## Exercise data
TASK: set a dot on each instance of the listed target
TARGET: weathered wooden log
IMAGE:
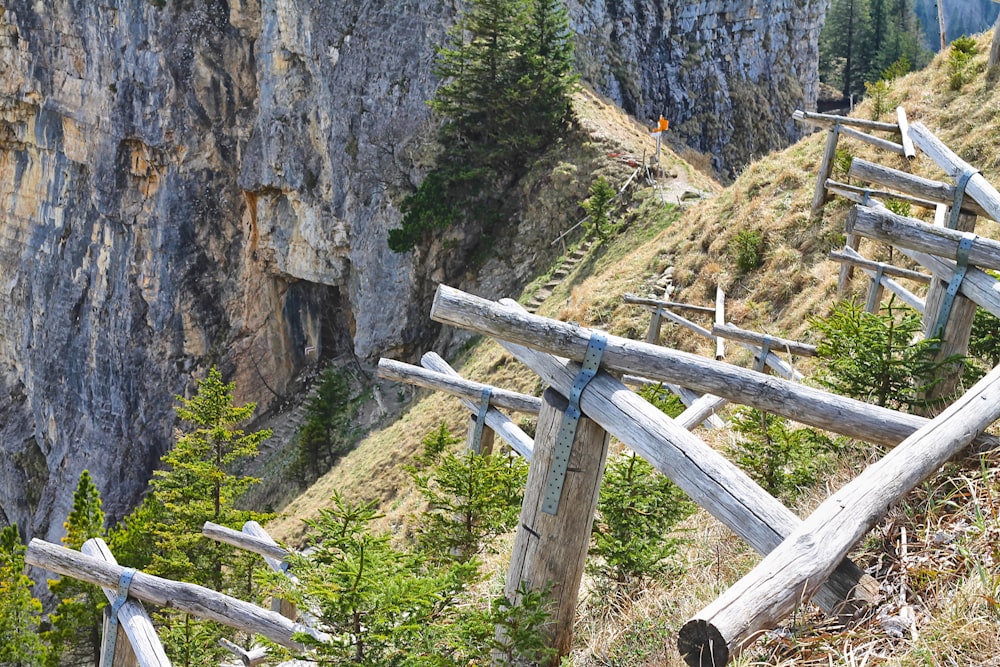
(500, 423)
(860, 195)
(957, 316)
(885, 269)
(826, 120)
(820, 195)
(924, 189)
(803, 404)
(877, 142)
(709, 479)
(390, 369)
(908, 297)
(137, 639)
(881, 224)
(904, 132)
(245, 541)
(733, 332)
(978, 188)
(978, 285)
(191, 598)
(720, 318)
(791, 572)
(654, 303)
(550, 550)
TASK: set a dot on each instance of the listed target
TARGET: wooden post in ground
(136, 642)
(551, 550)
(957, 313)
(825, 170)
(794, 570)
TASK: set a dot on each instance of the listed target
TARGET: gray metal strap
(956, 205)
(111, 635)
(571, 418)
(484, 407)
(961, 266)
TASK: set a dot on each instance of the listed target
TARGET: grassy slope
(950, 584)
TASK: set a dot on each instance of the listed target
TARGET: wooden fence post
(551, 550)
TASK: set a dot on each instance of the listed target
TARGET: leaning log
(500, 423)
(978, 188)
(733, 332)
(132, 617)
(881, 224)
(704, 474)
(807, 405)
(191, 598)
(390, 369)
(794, 570)
(915, 186)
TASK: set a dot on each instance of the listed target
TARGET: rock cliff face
(194, 182)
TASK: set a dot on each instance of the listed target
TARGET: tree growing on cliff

## What this task involves
Images in the data above are to be skipped. Retype all other material exactly.

## Finished task
TASK: set a dot on each instance of the listed target
TARGET: weathered wooden log
IMAGE:
(500, 423)
(860, 195)
(957, 316)
(885, 269)
(826, 120)
(820, 195)
(924, 189)
(803, 404)
(877, 142)
(709, 479)
(390, 369)
(908, 297)
(137, 639)
(881, 224)
(904, 132)
(245, 541)
(733, 332)
(978, 188)
(978, 285)
(191, 598)
(720, 318)
(791, 572)
(654, 303)
(550, 550)
TASK: set a dot on each instance of the listed target
TARGET: wooden post in ground
(136, 642)
(551, 550)
(957, 313)
(825, 170)
(794, 570)
TASK: set a dot on each instance of the listed target
TARGET: gray metal strap
(956, 205)
(111, 635)
(571, 418)
(484, 407)
(961, 266)
TASK: set a dot on each instance of the listed target
TARGET: grassy slope
(950, 584)
TASK: set a dot on each instance of the listed target
TARGET: wooden fence post
(551, 550)
TASK: set a dot on each instance of the listed target
TARGET: leaning log
(500, 423)
(978, 188)
(733, 332)
(132, 617)
(881, 224)
(704, 474)
(807, 405)
(191, 598)
(390, 369)
(794, 570)
(915, 186)
TASK: set a dot on each instance of the listed target
TARGET: rock cliff face
(194, 182)
TASK: set a dot on each instance of the listed target
TARGET: tree growing on cliff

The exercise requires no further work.